Data extracts |
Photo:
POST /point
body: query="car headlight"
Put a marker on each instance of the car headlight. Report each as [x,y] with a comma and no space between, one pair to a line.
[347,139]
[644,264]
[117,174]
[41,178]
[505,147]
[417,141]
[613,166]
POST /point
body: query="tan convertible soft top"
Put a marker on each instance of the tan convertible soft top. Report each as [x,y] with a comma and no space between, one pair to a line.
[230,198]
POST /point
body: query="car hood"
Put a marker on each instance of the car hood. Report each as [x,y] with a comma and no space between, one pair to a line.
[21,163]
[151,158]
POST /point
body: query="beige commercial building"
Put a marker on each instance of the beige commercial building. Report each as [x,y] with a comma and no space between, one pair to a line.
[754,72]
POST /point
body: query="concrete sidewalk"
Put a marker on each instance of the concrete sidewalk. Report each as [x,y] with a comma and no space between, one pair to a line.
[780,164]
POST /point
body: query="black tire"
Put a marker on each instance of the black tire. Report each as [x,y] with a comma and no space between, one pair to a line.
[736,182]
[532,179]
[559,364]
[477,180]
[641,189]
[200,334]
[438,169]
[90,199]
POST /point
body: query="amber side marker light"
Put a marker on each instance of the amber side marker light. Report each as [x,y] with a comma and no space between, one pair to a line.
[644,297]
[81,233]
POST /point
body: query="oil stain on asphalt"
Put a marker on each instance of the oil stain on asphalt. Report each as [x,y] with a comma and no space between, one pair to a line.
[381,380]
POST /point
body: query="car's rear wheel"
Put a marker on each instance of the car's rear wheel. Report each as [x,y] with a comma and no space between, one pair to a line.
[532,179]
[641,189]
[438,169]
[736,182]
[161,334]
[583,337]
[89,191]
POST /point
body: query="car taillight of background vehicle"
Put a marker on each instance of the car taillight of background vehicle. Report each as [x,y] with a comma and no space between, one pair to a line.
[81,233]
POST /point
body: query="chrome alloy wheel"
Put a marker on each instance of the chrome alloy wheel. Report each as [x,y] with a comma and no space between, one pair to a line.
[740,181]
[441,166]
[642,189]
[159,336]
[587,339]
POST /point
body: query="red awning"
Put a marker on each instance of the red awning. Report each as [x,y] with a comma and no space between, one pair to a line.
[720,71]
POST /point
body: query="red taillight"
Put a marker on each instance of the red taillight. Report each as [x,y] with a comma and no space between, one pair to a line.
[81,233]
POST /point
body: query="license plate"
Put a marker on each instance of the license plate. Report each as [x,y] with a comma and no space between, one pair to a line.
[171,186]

Aim of the exercise | All the data must be duplicated exactly, with nothing added or removed.

Result of this exercise |
Photo:
POST /point
body: query="car headlight"
Put a marker on each instance of the car headlight. Report each as [x,y] with a comma and no space between, one pair to a line.
[347,139]
[644,264]
[117,174]
[41,178]
[505,147]
[417,141]
[613,166]
POST /point
body: query="tan convertible soft top"
Put a marker on each instance of the tan convertible soft top. Report each as [x,y] with a comma and no space between, one pair to a line.
[230,198]
POST /point
body: query="car hood"
Put a marker on each instance of the car hood. Report each as [x,y] with a comma and no space between, one pair to a line.
[21,163]
[151,158]
POST /point
body: query="beige commercial building"
Put a marker on each instance of the beige commercial building. Report each as [x,y] with a comma and no space between, one pair to a line.
[754,72]
POST /point
body: query="concrete sidewalk"
Put a marker on each instance of the concrete sidewalk. Report each as [x,y] with a comma and no space between, one pair to a line.
[780,164]
POST /point
body: query="black tire"
Put a marker on each instance of the black tire. Report each as [x,y] with a comma and no space between, one pair to a line.
[736,182]
[532,179]
[559,364]
[477,180]
[641,189]
[200,334]
[438,169]
[90,199]
POST /point
body: query="amber side marker light"
Put a marker on each instance of the amber side marker light. Report each as [x,y] with a comma and no space between, one pair to a line.
[644,297]
[81,233]
POST /point
body: query="oil stain on asphalt"
Put a marker on each instance of the oil stain on asphalt. Report each as [x,y] with a comma and no space between, one pair to a line.
[381,380]
POST /point
body: query="car's rear wheel"
Put a marker on each instance of the car's rear wheel. Report each as [x,y] with a comma and no space between, one pair to a line.
[532,179]
[641,189]
[438,169]
[736,182]
[161,334]
[583,337]
[89,191]
POST /point
body: query="car taillight of background vehicle"
Put a marker on each instance of the car taillight of background vehicle. Report each as [x,y] with a comma and no space between, one pair to a line.
[81,233]
POST /point
body: query="chrome alloy wheel"
Put a marker on each instance of the chrome alloy wheel. Report each as [x,y] with a comma and no space between, one pair to a line.
[740,181]
[441,166]
[642,189]
[159,336]
[587,339]
POST /point
body: query="red awning"
Put a marker on each instance of the red awning. Report each as [x,y] with a comma and no space between, one pair to a line.
[720,71]
POST /point
body: query="red taillight"
Put a marker on each instance of the red taillight. Report each as [x,y] with a comma and no space between, one pair to a line.
[81,233]
POST /point
body: query="license plate"
Put a marker on each instance of the license plate. Report each as [x,y] with a comma and no space between, one pair to a line.
[171,186]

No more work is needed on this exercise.